**任务要求:**
根据下方的论文摘录，全卷积神经网络分类器分别在 CIFAR-10 与 MNIST 训练集上训练后，得到的 baseline 各是多少？

**文本摘录:**
==========

國立中山大學,National Sun Yat-sen University,學位論文,thesis/dissertation,應用生成對抗網路於十類圖片辨識,Ten Classes of Image Recognition Using Generative Adversarial Networks

論文名稱 Title	應用生成對抗網路於十類圖片辨識 Ten Classes of Image Recognition Using Generative Adversarial Networks
系所名稱 Department	資訊工程學系 Department of Computer Science and Engineering
畢業學年期 Year, semester	105 學年度第 2 學期 The spring semester of Academic Year 105	語文別 Language	中文 Chinese
學位類別 Degree	碩士 Master	頁數 Number of pages	60
研究生 Author	詹佳憲 Chia-hsien Chan
指導教授 Advisor	陳嘉平 Chia-Ping Chen
召集委員 Convenor	王新民 Hsin-Min Wang
口試委員 Advisory Committee	禹良治, 蕭勝夫, 吳宗憲 Liang-Chih Yu; Shen-Fu Hsiao; Chung-Hsien Wu
口試日期 Date of Exam	2017-07-21	繳交日期 Date of Submission	2017-08-21
關鍵字 Keywords	生成對抗網路、對抗學習、全卷積神經網路、圖像辨識、深度卷積生成對抗網路 adversarial training, image recognition, generative adversarial netwoeks, all convolutional net, deep convolutional generative adversarial netwoeks
統計 Statistics	本論文已被瀏覽 5662 次，被下載 5 次 The thesis/dissertation has been browsed 5662 times, has been downloaded 5 times.

中文摘要
本論文用深度卷積生成對抗網路來產生假的圖片資料，並以此增加訓練分類模型時的訓練資料量。生成對抗網路藉由賽局理論的方式，讓鑑別網路與生成網路進行對抗訓練，由此來學習並模擬真實資料的分布。接著利用學到的分布和權重來將隨機亂數向量，映射為各類別的假圖片。本論文使用CIFAR-10 與MNIST 圖像資料庫。這兩個資料庫被廣泛應用於圖像辨識的研究，而本論文亦將使用其訓練資料對生成對抗網路和分類器做訓練，並以測試資料來做評估。首先以CIFAR-10 與MNIST的訓練集分別訓練一個架構為全卷積神經網路的分類器，並得到baseline分別為90.09%以及99.61%。接著本論文用全卷積神經網路架構做為鑑別網路與生成網路，利用全卷積神經網路能有效學習圖像區域特徵的特性，讓鑑別網路能有更高的信心水準區分真圖片與假圖片的差異。同時生成網路為了騙過鑑別網路也會更精準的去模仿真圖片的細部特徵。本研究將嘗試以不同方法對圖像進行前處理，並用於訓練生成對抗網路。亦將比較各種圖像處理方式所訓練的生成對抗網路，其所產生假圖彼此間的差異性。接著使用訓練完成的生成網路產生假圖，以分類器及最近鄰演算法對假圖做挑選和標記。最後使用假圖來增加訓練資料量，以此幫助訓練分類模型。經由實驗結果證實，利用生成網路產生假圖增加訓練資料量此一方法，能有效提升辨識率。

==========

**坐标标注记录:**

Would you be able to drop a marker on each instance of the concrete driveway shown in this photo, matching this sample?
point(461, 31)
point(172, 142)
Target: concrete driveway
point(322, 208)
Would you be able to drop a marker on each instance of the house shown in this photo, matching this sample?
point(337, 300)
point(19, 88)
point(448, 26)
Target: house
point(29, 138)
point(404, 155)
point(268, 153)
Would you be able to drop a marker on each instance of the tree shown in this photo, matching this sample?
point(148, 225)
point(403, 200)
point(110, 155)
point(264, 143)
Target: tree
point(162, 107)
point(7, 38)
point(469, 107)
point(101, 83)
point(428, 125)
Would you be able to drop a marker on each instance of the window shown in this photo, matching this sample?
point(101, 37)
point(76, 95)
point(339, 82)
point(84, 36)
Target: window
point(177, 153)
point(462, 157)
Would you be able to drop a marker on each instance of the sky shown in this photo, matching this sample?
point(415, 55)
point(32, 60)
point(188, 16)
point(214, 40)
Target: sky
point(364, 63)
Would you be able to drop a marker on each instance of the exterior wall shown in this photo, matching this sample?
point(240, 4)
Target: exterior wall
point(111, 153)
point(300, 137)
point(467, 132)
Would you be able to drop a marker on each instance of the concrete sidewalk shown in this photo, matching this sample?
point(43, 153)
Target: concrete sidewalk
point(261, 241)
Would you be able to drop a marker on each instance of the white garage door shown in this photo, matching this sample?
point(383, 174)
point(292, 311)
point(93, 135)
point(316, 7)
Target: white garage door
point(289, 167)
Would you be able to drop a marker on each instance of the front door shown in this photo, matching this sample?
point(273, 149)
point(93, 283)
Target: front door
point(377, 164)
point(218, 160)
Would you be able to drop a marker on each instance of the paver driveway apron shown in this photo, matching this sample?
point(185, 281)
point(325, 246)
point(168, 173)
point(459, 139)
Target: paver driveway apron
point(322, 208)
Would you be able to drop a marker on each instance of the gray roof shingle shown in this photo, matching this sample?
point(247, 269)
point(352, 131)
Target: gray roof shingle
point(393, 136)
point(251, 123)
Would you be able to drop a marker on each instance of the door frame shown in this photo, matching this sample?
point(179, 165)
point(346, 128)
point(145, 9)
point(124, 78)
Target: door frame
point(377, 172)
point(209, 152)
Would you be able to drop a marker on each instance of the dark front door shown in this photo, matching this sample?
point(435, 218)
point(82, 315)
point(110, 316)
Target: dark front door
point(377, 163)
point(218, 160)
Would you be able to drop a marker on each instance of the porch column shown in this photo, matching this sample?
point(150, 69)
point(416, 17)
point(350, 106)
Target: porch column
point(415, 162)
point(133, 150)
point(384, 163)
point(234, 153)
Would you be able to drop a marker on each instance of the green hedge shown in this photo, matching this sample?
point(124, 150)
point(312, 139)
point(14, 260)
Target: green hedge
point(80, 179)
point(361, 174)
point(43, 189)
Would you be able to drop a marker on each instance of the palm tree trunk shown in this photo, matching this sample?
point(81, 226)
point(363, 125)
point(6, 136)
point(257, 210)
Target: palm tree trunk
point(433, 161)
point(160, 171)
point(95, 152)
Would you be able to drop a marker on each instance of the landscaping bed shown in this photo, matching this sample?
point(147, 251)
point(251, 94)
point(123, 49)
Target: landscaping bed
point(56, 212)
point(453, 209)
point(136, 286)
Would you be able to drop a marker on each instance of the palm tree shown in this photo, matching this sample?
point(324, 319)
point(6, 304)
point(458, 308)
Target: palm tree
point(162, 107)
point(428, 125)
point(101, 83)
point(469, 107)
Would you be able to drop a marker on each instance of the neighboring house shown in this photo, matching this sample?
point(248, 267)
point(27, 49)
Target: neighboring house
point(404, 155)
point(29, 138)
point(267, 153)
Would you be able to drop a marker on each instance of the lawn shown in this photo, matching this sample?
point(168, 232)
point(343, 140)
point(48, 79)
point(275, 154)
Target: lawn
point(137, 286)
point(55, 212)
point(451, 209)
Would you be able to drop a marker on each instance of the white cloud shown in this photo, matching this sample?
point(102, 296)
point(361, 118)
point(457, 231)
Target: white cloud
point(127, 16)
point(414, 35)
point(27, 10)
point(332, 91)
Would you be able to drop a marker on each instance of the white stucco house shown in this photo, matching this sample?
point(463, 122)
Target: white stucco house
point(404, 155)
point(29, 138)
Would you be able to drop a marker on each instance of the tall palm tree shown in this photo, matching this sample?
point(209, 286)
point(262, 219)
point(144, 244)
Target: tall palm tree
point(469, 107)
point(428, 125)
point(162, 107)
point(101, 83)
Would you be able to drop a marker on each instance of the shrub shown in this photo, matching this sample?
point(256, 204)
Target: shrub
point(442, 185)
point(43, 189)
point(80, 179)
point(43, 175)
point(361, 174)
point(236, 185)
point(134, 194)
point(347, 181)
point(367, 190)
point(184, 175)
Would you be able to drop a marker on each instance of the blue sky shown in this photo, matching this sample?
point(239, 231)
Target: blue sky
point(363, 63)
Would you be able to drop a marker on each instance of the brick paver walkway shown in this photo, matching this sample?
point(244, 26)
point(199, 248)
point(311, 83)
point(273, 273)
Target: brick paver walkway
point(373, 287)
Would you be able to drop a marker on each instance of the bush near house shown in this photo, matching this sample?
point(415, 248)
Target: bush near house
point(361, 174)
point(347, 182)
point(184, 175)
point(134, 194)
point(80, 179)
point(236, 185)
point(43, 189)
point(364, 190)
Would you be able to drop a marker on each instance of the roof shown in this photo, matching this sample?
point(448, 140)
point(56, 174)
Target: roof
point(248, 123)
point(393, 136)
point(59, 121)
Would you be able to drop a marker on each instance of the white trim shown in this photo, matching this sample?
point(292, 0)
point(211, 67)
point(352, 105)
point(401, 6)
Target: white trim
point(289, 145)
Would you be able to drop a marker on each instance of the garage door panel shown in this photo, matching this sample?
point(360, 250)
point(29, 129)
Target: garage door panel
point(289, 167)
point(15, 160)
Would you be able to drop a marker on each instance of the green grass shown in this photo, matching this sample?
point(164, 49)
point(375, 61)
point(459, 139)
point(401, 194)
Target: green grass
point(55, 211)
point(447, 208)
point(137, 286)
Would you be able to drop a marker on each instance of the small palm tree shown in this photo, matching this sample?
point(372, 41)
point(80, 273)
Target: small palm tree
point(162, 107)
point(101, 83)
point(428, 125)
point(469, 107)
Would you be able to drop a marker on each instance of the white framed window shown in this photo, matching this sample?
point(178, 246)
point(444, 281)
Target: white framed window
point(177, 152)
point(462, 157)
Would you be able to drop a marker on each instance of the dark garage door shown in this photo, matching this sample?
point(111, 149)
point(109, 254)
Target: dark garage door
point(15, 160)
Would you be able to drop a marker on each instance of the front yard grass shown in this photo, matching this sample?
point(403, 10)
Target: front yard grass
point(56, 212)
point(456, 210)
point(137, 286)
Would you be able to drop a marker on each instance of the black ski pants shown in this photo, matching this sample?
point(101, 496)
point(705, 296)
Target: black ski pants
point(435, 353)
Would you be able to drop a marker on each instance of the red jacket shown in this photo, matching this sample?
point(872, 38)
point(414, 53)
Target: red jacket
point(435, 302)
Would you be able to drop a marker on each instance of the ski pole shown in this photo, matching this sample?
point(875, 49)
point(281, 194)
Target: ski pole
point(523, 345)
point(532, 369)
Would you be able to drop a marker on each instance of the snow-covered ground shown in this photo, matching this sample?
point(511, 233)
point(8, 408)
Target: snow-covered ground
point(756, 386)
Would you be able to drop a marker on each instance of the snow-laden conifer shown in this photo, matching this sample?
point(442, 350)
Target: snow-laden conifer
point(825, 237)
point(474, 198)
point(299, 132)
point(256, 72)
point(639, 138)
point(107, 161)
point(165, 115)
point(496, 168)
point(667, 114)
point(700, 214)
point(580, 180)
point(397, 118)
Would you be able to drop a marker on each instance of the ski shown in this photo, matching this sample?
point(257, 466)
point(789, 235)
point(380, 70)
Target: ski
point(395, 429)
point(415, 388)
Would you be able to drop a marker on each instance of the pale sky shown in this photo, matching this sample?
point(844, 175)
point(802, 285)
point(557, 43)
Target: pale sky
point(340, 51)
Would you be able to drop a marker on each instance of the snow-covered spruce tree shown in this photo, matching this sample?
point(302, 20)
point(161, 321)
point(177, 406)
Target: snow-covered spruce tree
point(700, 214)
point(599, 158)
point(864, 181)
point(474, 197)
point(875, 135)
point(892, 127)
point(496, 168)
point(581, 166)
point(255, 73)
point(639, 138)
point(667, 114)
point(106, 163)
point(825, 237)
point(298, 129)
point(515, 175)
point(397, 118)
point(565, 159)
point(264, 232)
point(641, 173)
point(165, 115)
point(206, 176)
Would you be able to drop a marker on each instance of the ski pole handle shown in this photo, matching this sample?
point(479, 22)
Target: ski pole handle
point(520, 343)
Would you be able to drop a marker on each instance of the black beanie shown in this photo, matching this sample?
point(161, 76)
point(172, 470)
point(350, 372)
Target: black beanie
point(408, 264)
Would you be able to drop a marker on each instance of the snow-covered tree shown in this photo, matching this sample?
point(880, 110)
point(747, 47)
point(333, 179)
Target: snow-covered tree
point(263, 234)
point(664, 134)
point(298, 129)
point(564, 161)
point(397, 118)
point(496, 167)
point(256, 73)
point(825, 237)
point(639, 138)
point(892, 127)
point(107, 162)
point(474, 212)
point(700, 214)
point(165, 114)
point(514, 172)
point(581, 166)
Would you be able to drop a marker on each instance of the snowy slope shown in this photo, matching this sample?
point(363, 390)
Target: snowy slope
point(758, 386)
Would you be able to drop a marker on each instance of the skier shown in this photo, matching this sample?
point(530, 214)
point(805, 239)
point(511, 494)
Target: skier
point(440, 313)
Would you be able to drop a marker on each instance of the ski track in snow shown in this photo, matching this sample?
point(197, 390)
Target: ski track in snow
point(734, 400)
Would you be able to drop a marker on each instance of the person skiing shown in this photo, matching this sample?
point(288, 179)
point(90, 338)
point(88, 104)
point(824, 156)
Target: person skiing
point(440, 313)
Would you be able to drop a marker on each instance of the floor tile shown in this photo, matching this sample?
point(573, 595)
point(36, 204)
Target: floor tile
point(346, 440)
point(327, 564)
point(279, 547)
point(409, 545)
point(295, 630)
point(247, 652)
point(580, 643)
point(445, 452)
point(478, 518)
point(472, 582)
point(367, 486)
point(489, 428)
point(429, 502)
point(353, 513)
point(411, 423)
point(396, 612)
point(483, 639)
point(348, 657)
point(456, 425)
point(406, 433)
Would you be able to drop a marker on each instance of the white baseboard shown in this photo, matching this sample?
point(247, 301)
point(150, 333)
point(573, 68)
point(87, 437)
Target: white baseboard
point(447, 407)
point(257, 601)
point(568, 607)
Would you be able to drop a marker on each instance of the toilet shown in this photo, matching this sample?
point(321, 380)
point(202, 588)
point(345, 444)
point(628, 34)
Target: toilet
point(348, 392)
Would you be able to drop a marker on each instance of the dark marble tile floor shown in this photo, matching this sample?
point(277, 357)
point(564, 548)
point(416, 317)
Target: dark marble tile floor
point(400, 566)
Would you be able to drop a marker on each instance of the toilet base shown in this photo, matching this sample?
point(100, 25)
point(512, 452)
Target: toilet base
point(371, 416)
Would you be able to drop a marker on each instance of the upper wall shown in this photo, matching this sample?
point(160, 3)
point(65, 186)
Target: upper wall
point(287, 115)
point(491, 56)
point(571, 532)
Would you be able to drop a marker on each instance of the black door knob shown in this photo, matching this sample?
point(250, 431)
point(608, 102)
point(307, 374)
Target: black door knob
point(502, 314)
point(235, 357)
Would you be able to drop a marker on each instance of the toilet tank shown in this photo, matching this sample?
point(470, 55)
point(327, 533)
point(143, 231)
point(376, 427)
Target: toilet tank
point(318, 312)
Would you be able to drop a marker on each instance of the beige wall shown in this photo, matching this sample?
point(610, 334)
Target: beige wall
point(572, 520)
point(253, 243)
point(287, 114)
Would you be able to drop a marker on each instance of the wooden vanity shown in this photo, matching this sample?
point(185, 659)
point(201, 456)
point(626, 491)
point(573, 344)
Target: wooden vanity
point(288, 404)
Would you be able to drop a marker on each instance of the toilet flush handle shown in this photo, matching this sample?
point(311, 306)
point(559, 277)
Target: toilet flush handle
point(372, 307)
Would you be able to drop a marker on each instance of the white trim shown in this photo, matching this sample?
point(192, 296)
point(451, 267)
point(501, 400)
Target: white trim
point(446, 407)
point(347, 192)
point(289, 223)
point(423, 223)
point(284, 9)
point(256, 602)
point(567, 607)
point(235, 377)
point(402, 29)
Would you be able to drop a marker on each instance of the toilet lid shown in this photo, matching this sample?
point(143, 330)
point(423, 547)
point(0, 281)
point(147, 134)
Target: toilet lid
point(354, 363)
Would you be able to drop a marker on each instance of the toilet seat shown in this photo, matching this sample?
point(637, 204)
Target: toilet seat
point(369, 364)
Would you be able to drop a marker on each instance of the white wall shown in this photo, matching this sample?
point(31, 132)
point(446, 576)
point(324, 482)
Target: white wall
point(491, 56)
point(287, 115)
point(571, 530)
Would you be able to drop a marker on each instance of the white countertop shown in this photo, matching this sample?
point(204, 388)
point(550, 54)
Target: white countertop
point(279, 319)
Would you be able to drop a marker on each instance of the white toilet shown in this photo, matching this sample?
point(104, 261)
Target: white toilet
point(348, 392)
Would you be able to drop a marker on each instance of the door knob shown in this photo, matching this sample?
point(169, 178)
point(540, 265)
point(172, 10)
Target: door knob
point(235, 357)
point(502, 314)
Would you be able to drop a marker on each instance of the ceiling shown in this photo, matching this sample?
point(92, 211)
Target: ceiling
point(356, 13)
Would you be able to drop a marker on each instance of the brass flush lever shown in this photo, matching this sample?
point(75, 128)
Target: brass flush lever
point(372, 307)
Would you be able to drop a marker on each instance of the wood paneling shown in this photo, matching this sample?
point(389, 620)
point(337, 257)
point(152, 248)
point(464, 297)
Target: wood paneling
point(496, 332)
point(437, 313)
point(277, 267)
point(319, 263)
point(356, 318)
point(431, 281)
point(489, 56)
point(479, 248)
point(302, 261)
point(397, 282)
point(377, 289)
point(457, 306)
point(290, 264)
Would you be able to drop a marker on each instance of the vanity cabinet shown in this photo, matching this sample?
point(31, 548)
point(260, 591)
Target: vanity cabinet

==========

**参考解答:**
CIFAR-10 为 90.09%，MNIST 为 99.61%。